═════ Text passage

This appeal arises pursuant to the Texas Workers’ Compensation Act, TEX. LAB. CODE ANN. § 401.001 et seq. (1989 Act). A contested case hearing was held on June 23, 2000. The hearing officer determined that the respondent’s (claimant herein) depression is a result of the compensable injury sustained on __________. The appellant (carrier herein) files a request for review, arguing that the great weight and preponderance of the evidence is contrary to the finding of the hearing officer that the claimant’s depression is a result of his compensable injury. There is no response from the claimant in the appeal file.
DECISION
Finding sufficient evidence to support the decision of the hearing officer and no reversible error in the record, we affirm the decision and order of the hearing officer.
The hearing officer sets out the relevant evidence in his decision and we adopt his rendition of the evidence. We will only briefly touch on the evidence germane to the appeal. This includes the fact that the parties stipulated that on __________, the claimant sustained a compensable injury. There was evidence that the claimant’s injury was to his cervical and lumbar spine as a result of repeated lifting of 70-pound coils. Medical evidence showed that, as result of his injury, the claimant has undergone a lumbar fusion and three-level cervical fusion.
There is evidence that the claimant is suffering from depression as a result of his injury. Dr. F states as follows in a report dated April 24, 2000:
There is no history of mental health counseling or psychiatric hospitalizations in the past. It is my opinion as his treating physician and I believe I speak on behalf of the surgeon, who recommended [Ms. R] evaluation that his depression is specifically and directly related to his on the job injury, the protracted nature of his recovery and the significant general impact this has all had on him.
Ms. R, who is the clinical director of behavioral medicine at __________, stated as follows in a letter dated June 13, 2000:
Since his injury, [the claimant’s] pain has set up a domino effect in many areas of his life. He could not return to work and has experienced extreme financial stress. He cannot function normally in routine or leisure activities; has difficulty walking or sitting for prolong [sic] periods; is limited in long distance car travel, and his relationships with friends and family members have been adversely effected. Any one of these life-style changes, when combined with chronic pain could be depressing. In combination, it is natural that the patient would become depressed. Since he denies depressive symptoms prior to his injury, and was functioning within normal limits, it is only reasonable to conclude that both his impaired daily functioning and the onset of clinical depression are directly related to his compensable, work-related injury and the resulting life-style changes.

══════════
═════ Dataset extract

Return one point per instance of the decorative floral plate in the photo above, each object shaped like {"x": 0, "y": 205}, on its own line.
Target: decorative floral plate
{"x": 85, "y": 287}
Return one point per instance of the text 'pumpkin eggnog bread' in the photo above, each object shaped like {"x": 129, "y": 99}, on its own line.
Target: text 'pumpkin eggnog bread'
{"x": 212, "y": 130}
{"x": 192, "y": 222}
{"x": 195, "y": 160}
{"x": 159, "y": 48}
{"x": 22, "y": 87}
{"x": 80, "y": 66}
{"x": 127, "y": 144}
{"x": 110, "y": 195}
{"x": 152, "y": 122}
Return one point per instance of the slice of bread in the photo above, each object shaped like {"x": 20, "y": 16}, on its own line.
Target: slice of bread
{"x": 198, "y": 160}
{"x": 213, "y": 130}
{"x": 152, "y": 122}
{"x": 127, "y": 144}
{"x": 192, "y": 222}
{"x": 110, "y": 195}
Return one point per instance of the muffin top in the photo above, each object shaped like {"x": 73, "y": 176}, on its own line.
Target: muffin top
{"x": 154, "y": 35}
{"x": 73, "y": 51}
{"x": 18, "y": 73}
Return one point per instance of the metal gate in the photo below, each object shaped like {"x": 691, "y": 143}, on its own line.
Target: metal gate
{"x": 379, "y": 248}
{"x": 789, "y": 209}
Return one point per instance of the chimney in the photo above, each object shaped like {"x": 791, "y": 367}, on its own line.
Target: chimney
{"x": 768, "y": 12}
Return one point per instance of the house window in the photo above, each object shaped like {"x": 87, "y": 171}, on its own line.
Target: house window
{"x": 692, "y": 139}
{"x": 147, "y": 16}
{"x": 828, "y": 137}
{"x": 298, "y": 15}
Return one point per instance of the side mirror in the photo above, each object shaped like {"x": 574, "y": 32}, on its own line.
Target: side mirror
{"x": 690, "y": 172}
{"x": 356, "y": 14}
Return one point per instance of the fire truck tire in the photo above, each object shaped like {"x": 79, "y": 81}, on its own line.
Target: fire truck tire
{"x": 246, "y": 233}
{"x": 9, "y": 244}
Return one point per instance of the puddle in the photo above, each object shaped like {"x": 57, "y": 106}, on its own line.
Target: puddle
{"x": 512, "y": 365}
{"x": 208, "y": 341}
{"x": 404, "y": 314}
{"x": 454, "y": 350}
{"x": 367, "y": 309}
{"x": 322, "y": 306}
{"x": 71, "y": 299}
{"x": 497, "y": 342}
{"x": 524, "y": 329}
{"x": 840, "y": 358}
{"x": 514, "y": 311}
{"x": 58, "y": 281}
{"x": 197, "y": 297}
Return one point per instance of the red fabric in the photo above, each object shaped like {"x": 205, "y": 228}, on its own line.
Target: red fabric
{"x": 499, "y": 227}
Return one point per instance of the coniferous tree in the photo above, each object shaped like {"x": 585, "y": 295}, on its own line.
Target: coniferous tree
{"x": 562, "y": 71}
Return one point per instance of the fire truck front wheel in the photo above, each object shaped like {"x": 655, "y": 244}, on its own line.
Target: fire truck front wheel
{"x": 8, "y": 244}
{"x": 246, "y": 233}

══════════

* **Directions**
#1 In the workers' compensation appeal, on what date was the contested case hearing held?
#2 Decide whether each statement below agrees with the workers' compensation appeal, answering yes or no and quoting the deciding words. (a) The claimant filed a response in the appeal. (b) The claimant's injury came from repeatedly lifting 70-pound coils. (c) The claimant underwent a two-level cervical fusion.
#3 Write a continuation of the workers' compensation appeal, beginning after its final sentence.

* **Answers to the tasks**
#1 June 23, 2000

#2
(a) No: "There is no response from the claimant in the appeal file."
(b) Yes: "as a result of repeated lifting of 70-pound coils"
(c) No: "a lumbar fusion and three-level cervical fusion"

#3
We have held that the question of the extent of an injury is a question of fact for the hearing officer. Texas Workers’ Compensation Commission Appeal No. 93613, decided August 24, 1993. We have also held that the question of whether a “follow-on” injury resulted from the compensable injury is one of fact. Texas Workers’ Compensation Commission Appeal No. 93672, decided September 16, 1993. Section 410.165(a) provides that the contested case hearing officer, as finder of fact, is the sole judge of the relevance and materiality of the evidence as well as of the weight and credibility that is to be given the evidence. It was for the hearing officer, as trier of fact, to resolve the inconsistencies and conflicts in the evidence. Garza v. Commercial Insurance Company of Newark, New Jersey, 508 S.W.2d 701, 702 (Tex. Civ. App.-Amarillo 1974, no writ). This is equally true regarding medical evidence. Texas Employers Insurance Association v. Campos, 666 S.W.2d 286, 290 (Tex. App.-Houston [14th Dist.] 1984, no writ). The trier of fact may believe all, part, or none of the testimony of any witness. Taylor v. Lewis, 553 S.W.2d 153, 161 (Tex. Civ. App.-Amarillo 1977, writ ref’d n.r.e.); Aetna Insurance Co. v. English, 204 S.W.2d 850 (Tex. Civ. App.-Fort Worth 1947, no writ). An appeals level body is not a fact finder and does not normally pass upon the credibility of witnesses or substitute its own judgment for that of the trier of fact, even if the evidence would support a different result. National Union Fire Insurance Company of Pittsburgh, Pennsylvania v. Soto, 819 S.W.2d 619, 620 (Tex. App.-El Paso 1991, writ denied). When reviewing a hearing officer’s decision for factual sufficiency of the evidence, we should reverse such decision only if it is so contrary to the overwhelming weight of the evidence as to be clearly wrong and unjust. Cain v. Bain, 709 S.W.2d 175, 176 (Tex. 1986); Pool v. Ford Motor Co., 715 S.W.2d 629, 635 (Tex. 1986). Applying this standard, we find sufficient evidence to support the finding of the hearing officer that the claimant’s depression resulted from his compensable injury.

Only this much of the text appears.